▸ **Dataset excerpts**:
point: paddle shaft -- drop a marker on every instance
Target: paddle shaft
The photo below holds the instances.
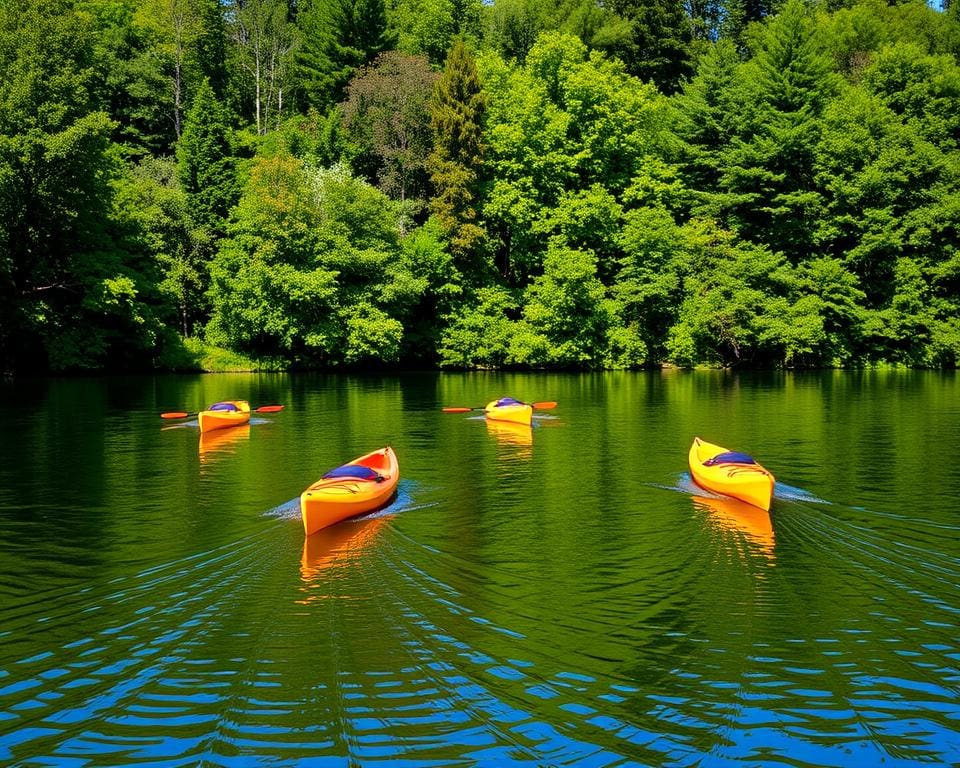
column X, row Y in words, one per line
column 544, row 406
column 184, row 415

---

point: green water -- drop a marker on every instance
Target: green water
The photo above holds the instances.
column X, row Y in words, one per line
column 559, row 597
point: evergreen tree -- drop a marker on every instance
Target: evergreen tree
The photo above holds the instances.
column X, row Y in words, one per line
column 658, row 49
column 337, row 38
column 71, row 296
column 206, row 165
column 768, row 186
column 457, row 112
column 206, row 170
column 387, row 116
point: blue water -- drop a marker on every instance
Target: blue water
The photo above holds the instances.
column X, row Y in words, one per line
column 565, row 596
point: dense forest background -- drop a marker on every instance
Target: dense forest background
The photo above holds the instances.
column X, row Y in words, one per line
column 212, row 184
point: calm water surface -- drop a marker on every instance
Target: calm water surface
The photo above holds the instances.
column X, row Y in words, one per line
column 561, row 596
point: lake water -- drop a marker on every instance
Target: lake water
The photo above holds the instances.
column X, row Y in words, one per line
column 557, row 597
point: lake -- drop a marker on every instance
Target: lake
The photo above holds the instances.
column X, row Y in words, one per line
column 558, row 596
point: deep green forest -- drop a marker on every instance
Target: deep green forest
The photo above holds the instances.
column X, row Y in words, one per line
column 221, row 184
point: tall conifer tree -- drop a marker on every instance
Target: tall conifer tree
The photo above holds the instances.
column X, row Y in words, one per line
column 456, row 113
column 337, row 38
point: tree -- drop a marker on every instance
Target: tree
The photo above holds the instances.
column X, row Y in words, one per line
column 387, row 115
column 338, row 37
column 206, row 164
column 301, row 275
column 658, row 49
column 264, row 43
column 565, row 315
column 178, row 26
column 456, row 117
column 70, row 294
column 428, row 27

--

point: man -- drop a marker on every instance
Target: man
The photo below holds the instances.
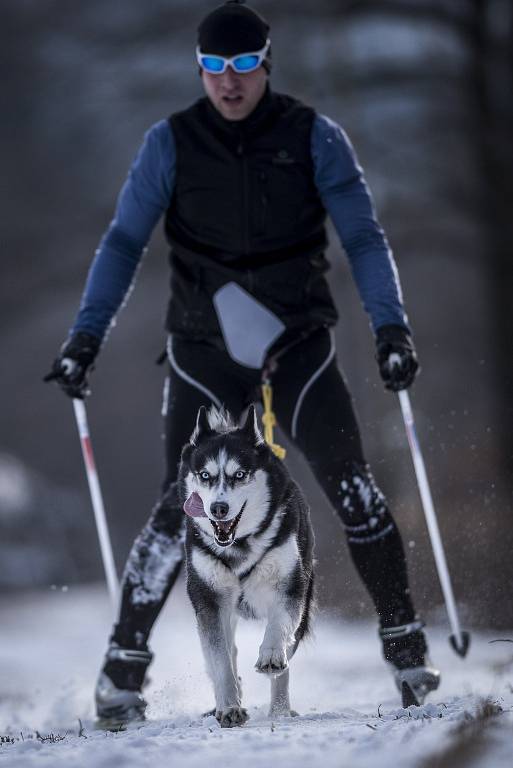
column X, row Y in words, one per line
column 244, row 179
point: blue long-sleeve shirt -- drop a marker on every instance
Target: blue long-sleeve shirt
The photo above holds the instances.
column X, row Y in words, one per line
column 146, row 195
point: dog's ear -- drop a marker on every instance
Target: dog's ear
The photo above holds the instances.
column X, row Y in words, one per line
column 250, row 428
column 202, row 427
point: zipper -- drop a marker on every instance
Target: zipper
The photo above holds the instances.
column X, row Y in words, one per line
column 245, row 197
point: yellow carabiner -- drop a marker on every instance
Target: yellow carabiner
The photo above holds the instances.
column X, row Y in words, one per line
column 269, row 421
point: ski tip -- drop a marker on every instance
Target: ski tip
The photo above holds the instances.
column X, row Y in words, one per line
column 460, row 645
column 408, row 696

▸ **To be done**: Copy the material from the line with "point: dense forest" up to and including the line with "column 212, row 184", swapping "background" for "backdrop" and changing nothing else.

▸ **The completed task**:
point: dense forest backdrop -- drop a marker on every instance
Target: dense forest backdrop
The photo above holds the instances.
column X, row Y in words, one per line
column 212, row 184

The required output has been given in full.